■ Data supplied
- - - - - - -

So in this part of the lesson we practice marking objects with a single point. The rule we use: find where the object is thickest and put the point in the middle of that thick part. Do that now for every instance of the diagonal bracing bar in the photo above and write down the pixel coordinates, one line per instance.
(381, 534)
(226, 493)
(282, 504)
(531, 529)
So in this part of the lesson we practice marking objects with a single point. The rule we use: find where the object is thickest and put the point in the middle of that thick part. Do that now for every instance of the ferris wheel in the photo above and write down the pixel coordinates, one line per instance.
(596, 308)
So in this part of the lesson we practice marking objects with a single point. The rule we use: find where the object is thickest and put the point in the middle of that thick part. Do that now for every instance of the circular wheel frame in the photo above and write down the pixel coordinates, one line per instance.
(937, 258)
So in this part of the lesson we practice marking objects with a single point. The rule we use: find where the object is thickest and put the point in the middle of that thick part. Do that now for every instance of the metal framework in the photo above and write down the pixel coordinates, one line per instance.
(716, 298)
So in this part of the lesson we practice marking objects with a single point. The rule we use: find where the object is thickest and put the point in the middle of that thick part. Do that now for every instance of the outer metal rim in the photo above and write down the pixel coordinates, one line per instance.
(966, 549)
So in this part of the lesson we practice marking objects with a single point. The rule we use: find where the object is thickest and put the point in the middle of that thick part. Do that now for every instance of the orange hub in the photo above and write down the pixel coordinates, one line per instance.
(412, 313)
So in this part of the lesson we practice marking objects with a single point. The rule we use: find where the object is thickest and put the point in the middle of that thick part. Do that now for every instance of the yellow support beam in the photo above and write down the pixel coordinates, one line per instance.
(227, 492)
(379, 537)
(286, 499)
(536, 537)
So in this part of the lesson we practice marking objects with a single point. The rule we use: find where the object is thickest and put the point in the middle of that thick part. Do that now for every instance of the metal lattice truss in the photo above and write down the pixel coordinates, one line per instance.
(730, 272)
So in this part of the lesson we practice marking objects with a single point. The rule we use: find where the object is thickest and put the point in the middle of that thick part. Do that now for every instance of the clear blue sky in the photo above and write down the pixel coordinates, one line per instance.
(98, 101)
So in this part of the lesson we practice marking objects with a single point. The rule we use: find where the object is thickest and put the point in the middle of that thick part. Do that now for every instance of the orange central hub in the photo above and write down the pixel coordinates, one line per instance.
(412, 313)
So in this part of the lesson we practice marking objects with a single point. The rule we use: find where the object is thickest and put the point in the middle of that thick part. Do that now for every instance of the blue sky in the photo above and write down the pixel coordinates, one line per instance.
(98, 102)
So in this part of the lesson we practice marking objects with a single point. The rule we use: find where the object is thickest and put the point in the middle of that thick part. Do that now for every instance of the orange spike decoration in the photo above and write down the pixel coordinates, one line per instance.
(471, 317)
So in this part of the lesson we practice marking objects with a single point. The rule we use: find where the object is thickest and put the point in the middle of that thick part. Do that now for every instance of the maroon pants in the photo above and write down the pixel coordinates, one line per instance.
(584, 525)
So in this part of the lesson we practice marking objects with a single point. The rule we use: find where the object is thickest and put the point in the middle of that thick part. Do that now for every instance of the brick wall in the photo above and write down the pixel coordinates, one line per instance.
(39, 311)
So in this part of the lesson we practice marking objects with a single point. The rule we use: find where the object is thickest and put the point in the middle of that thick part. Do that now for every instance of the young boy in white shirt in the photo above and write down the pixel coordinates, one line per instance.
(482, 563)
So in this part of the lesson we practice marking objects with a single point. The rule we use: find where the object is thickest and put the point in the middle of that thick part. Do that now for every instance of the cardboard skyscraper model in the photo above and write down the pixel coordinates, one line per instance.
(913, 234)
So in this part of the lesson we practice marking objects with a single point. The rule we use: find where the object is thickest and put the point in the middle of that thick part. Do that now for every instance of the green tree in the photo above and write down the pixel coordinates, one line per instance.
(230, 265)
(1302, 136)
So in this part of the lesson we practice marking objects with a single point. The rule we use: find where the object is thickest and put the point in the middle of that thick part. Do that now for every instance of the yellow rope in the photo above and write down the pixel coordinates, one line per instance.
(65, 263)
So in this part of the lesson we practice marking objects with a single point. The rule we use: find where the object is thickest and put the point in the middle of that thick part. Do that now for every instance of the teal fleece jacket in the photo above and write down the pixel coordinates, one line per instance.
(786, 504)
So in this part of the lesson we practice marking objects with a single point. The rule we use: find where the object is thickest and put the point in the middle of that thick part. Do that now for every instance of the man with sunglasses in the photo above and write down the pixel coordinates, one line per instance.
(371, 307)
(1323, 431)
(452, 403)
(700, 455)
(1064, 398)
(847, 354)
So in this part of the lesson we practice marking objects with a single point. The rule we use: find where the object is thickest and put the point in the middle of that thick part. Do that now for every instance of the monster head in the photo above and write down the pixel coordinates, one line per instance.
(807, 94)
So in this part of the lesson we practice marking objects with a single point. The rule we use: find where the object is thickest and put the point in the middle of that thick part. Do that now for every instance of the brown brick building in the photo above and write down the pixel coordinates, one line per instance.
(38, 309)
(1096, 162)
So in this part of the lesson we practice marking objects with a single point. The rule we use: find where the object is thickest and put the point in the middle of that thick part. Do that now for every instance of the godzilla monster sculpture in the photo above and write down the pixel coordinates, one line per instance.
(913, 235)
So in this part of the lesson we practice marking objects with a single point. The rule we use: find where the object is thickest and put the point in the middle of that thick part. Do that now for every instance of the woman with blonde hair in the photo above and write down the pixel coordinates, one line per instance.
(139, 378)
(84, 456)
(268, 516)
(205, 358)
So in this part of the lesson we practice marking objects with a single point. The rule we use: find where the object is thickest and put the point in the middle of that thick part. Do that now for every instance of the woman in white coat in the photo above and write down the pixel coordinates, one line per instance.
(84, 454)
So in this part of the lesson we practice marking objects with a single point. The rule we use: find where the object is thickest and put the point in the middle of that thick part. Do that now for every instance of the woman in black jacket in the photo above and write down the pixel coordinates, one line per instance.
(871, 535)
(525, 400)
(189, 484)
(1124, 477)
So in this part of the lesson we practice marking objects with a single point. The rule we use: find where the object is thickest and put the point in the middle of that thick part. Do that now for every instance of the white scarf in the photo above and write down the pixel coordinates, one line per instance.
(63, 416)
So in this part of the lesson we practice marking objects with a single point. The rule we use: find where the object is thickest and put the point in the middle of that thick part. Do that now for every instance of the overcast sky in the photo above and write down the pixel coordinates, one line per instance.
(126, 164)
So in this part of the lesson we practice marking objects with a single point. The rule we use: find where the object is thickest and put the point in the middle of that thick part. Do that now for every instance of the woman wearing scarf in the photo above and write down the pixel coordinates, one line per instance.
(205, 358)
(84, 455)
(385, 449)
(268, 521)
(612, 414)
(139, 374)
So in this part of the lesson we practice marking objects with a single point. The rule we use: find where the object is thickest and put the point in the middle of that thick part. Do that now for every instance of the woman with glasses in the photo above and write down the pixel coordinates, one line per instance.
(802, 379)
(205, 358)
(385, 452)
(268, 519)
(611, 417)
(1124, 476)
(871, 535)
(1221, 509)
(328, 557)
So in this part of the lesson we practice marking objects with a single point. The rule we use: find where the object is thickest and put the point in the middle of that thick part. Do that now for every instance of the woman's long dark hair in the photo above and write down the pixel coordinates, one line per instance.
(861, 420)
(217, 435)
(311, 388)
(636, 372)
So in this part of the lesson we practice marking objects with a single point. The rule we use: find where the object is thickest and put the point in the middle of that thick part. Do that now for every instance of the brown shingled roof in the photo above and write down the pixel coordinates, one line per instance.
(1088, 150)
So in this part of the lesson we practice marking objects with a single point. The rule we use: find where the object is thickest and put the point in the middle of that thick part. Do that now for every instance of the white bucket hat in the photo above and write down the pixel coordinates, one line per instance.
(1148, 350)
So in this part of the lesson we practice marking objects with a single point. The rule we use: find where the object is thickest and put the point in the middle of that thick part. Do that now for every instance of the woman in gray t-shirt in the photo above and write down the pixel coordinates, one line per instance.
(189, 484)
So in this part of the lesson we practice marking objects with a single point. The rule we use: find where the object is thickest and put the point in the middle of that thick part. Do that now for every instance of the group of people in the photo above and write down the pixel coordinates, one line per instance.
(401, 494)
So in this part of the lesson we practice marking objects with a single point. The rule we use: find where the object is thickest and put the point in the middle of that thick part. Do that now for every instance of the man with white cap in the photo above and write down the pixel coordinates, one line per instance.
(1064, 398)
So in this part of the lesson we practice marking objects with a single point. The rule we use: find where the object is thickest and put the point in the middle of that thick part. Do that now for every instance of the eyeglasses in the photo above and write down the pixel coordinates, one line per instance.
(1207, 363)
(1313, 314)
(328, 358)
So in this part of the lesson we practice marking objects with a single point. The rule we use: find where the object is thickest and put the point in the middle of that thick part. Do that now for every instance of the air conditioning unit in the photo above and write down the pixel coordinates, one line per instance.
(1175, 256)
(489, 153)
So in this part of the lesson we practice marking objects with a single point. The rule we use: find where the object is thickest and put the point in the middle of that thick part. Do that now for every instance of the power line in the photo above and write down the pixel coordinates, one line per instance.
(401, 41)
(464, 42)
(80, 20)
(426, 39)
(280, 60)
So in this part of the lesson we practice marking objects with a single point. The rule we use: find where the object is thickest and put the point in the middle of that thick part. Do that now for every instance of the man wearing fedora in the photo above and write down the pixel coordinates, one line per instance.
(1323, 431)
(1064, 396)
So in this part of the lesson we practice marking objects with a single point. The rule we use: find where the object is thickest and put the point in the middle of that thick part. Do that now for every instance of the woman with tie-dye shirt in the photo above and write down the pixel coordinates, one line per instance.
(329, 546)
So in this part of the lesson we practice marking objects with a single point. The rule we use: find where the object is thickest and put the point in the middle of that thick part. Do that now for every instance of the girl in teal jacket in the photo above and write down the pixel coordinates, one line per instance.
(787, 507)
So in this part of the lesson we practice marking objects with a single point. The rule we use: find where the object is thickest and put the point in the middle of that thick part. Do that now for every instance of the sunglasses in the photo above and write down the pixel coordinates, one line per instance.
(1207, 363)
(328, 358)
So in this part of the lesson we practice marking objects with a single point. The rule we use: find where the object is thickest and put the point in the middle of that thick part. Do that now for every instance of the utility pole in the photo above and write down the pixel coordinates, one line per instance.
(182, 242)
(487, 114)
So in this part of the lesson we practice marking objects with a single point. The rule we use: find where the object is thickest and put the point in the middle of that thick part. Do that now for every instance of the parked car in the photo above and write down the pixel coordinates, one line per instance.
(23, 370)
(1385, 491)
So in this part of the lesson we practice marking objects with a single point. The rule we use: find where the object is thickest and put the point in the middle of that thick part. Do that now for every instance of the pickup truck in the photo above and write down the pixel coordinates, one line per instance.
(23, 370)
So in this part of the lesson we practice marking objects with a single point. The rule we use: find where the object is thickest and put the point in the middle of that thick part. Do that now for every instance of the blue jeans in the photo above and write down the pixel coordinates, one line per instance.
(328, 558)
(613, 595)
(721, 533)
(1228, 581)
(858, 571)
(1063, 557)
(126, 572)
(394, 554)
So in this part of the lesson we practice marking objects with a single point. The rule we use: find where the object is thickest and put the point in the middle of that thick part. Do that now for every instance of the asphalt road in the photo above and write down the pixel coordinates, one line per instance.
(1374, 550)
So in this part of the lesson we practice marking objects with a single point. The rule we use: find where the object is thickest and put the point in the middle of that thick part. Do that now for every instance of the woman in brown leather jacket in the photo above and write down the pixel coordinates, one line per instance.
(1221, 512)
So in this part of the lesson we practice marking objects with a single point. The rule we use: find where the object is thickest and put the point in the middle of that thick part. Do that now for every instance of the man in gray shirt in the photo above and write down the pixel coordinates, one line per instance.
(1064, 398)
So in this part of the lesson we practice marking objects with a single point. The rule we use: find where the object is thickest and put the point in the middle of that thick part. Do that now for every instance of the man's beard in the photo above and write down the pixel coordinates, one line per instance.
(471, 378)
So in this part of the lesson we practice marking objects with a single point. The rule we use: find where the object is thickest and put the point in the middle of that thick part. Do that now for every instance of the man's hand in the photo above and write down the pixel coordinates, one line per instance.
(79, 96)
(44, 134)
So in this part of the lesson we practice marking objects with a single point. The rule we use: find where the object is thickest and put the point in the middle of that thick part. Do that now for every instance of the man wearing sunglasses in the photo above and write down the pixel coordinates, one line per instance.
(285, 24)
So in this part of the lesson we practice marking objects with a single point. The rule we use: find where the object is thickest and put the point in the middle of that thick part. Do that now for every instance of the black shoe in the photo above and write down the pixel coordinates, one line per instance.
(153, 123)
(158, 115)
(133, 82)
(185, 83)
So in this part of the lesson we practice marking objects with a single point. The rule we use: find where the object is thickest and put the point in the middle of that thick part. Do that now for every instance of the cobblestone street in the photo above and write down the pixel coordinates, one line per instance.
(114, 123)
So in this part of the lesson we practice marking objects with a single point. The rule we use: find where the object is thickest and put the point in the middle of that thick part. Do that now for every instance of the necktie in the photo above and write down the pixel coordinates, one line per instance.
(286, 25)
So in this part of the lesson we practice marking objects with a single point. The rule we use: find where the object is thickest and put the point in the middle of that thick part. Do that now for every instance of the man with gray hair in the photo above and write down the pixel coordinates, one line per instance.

- - - - - - -

■ What you have to do
Locate every line in the records above that contains the string "blue", matching case exactly, and copy each of those lines.

■ Solution to this problem
So in this part of the lesson we practice marking objects with a single point. The rule we use: find where the object is thickest and put the point in the middle of that thick part. Do that now for every instance of the clear blue sky in the photo above and write down the pixel coordinates, one line per instance.
So in this part of the lesson we practice marking objects with a single point. The rule we use: find where the object is thickest and put the point in the middle of that thick part. Do that now for every instance of the blue sky in the photo above and write down the pixel coordinates, one line per instance.
So in this part of the lesson we practice marking objects with a single point. The rule we use: find where the object is thickest and put the point in the middle of that thick part. Do that now for every instance of the blue jeans in the photo above and write down the pixel coordinates, one line per instance.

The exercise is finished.